─── Extracted records ───

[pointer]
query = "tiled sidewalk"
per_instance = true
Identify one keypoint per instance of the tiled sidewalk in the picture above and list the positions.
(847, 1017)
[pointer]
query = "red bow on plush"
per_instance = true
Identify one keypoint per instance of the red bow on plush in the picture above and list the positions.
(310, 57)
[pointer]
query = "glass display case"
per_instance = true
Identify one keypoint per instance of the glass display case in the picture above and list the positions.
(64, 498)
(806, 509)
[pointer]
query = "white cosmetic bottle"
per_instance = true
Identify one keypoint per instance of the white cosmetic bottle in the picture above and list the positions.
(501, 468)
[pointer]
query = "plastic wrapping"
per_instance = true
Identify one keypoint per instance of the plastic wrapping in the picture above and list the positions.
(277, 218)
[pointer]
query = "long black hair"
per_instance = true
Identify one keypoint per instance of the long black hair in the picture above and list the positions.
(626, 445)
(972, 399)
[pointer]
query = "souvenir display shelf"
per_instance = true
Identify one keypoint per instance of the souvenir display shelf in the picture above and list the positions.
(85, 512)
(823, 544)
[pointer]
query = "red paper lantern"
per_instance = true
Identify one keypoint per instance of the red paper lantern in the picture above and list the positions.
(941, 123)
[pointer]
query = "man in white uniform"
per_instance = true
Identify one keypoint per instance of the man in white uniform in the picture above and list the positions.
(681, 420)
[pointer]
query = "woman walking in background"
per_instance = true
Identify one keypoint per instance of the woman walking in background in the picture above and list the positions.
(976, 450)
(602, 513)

───

• Set exercise: Every record should be given again exactly.

• Full answer:
[pointer]
query = "tiled sidewalk"
per_instance = true
Identify one keypoint per instance of the tiled sidewalk in the picture above and list the positions.
(847, 1017)
[pointer]
query = "red bow on plush"
per_instance = true
Identify one keypoint per instance of the red bow on plush in the picture above and list the positions.
(310, 57)
[pointer]
query = "glass display case"
per_instance = true
Identify one keypoint per instance of the glass display case in the picture above and list the positions.
(64, 498)
(806, 509)
[pointer]
query = "white cosmetic bottle"
per_instance = true
Identify one keypoint per instance of the white cosmetic bottle in the picture above and list the positions.
(501, 468)
[pointer]
query = "plastic wrapping"
per_instance = true
Identify one keypoint per instance of the plastic wrapping in the picture above and list the positions.
(277, 218)
[pointer]
query = "long black hair"
per_instance = true
Identify one keypoint per instance of the long black hair in the picture above and list the positions.
(626, 445)
(972, 399)
[pointer]
query = "souvenir display shelf"
per_instance = true
Identify one keypoint per instance of the souvenir display shelf in the picture above and list the positions.
(85, 512)
(823, 544)
[pointer]
query = "red paper lantern"
per_instance = true
Identify one keypoint per instance of the red paper lantern in the picture above and list the positions.
(941, 123)
[pointer]
query = "man in white uniform"
per_instance = true
Identify one keypoint per instance of the man in white uniform in the picture above and list the positions.
(681, 420)
[pointer]
query = "woman walking in background"
per_instance = true
Identify one keypoint per instance of the woman walking in background in the picture above and list the positions.
(976, 450)
(602, 513)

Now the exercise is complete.